►

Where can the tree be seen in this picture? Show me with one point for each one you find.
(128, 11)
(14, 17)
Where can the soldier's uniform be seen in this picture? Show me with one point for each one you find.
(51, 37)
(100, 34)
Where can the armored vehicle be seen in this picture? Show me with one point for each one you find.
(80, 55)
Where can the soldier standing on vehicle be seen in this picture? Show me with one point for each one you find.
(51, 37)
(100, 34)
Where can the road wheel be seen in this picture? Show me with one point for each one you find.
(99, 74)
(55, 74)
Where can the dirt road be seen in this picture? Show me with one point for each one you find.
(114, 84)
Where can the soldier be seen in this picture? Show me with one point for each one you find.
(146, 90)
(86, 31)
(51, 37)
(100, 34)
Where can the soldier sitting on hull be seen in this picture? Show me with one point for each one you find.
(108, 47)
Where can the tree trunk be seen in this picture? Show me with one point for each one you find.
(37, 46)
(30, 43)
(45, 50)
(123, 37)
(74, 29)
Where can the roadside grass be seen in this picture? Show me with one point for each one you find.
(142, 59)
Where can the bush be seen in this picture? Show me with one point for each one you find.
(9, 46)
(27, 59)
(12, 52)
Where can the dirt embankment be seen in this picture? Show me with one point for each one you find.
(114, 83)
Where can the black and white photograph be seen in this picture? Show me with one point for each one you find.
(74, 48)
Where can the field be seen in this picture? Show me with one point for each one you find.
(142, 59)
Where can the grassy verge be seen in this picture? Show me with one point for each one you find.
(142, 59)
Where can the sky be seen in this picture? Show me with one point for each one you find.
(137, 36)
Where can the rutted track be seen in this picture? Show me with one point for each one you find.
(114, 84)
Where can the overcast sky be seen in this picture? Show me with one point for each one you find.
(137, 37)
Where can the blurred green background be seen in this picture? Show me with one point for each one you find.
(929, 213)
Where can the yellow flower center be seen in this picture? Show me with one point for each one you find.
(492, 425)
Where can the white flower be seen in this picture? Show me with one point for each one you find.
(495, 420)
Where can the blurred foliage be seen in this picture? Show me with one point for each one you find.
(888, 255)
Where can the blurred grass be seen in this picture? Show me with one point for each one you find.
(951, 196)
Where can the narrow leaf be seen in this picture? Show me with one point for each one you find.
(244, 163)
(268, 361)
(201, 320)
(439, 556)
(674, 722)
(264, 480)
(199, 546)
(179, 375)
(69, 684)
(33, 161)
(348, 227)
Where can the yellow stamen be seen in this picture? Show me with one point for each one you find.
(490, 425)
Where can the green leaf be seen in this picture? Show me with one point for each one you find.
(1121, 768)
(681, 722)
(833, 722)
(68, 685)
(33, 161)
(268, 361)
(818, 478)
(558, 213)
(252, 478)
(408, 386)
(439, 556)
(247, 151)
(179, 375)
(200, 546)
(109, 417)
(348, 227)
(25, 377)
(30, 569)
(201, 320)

◄

_WHAT IS NEEDED_.
The answer must be the lines from the one containing "Where can the blurred grass" to the final line of the data above, copied exactly, both included, with nothing added.

_ANSWER AREA_.
Where can the blurred grass be seen in this picture? Show me with one point for each one you find.
(951, 196)
Where can the narrow leaf be seen in this picture? Show me with one point for each one you find.
(244, 163)
(268, 361)
(201, 320)
(439, 556)
(674, 722)
(264, 480)
(199, 546)
(179, 375)
(69, 684)
(33, 161)
(348, 227)
Where can the yellow stamen be seen in this picture? Show me with one point for each one you find.
(490, 425)
Where can the green leaf be seen in this picture? Show me with one point for each one you find.
(1121, 768)
(681, 722)
(833, 722)
(68, 685)
(33, 161)
(268, 361)
(818, 478)
(558, 213)
(252, 478)
(408, 386)
(439, 556)
(247, 151)
(179, 375)
(200, 546)
(109, 417)
(348, 227)
(25, 377)
(30, 569)
(201, 320)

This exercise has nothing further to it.